**What is required**
Pull every line holding the string "target" from the records below.

**Available data**

.....

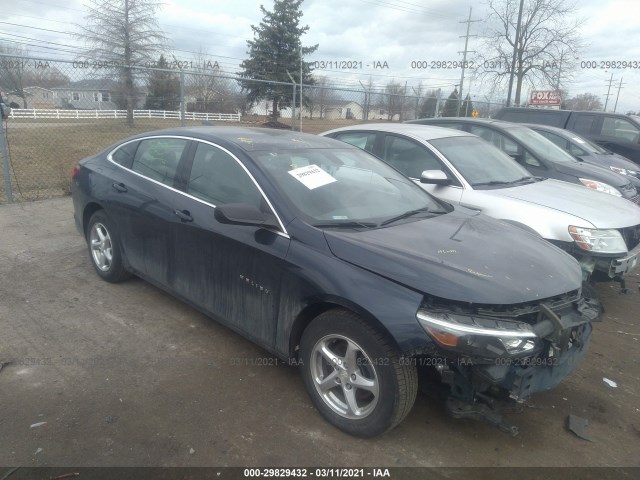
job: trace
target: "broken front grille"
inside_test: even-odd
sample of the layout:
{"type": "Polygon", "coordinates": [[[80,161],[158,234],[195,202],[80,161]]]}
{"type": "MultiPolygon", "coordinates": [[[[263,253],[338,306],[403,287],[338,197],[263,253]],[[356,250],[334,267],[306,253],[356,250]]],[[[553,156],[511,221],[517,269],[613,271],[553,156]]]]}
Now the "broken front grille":
{"type": "Polygon", "coordinates": [[[624,238],[624,243],[627,245],[629,251],[636,248],[640,243],[640,225],[622,228],[620,229],[620,233],[622,233],[622,238],[624,238]]]}
{"type": "Polygon", "coordinates": [[[512,305],[468,304],[431,297],[425,299],[422,307],[430,311],[455,312],[493,318],[513,318],[534,324],[537,321],[540,304],[544,303],[552,311],[560,312],[571,307],[578,300],[580,300],[580,290],[572,290],[562,295],[512,305]]]}

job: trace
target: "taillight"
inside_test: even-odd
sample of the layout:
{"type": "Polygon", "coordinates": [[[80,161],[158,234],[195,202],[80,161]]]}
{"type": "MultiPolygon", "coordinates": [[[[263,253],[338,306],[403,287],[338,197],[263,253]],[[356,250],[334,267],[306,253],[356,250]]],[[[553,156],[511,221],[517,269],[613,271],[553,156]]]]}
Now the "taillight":
{"type": "Polygon", "coordinates": [[[75,167],[73,167],[73,170],[71,170],[71,180],[75,180],[79,172],[80,172],[80,165],[76,165],[75,167]]]}

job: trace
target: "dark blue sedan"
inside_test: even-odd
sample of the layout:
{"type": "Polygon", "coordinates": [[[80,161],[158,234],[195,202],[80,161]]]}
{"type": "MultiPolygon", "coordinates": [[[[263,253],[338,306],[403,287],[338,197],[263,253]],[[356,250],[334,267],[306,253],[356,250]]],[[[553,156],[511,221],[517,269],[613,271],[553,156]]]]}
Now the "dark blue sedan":
{"type": "Polygon", "coordinates": [[[552,388],[599,315],[566,253],[329,138],[150,132],[82,160],[72,195],[100,277],[140,276],[295,362],[354,435],[400,423],[423,368],[454,414],[552,388]]]}

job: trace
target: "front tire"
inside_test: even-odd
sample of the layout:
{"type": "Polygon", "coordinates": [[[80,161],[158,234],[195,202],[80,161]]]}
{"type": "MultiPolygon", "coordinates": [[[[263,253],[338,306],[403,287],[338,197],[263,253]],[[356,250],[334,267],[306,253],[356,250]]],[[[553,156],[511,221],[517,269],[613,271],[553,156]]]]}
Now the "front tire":
{"type": "Polygon", "coordinates": [[[319,315],[300,342],[302,378],[331,424],[359,437],[398,425],[415,402],[418,376],[387,337],[345,310],[319,315]]]}
{"type": "Polygon", "coordinates": [[[104,210],[98,210],[89,219],[87,243],[91,264],[103,280],[118,283],[131,276],[122,262],[120,238],[104,210]]]}

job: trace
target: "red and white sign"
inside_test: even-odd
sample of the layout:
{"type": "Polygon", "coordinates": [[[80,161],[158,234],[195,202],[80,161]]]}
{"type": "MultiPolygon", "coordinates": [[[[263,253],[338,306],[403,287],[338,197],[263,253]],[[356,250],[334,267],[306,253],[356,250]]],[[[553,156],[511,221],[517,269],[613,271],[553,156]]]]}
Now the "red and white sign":
{"type": "Polygon", "coordinates": [[[529,105],[560,105],[560,92],[557,90],[531,90],[529,105]]]}

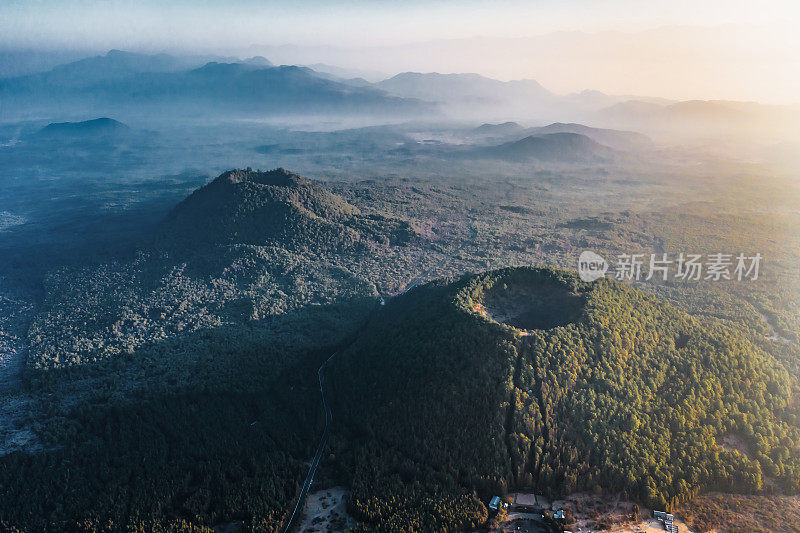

.....

**Solution to this task**
target: "broken front grille"
target: "taillight"
target: "dark blue sedan"
target: "front tire"
target: "red and white sign"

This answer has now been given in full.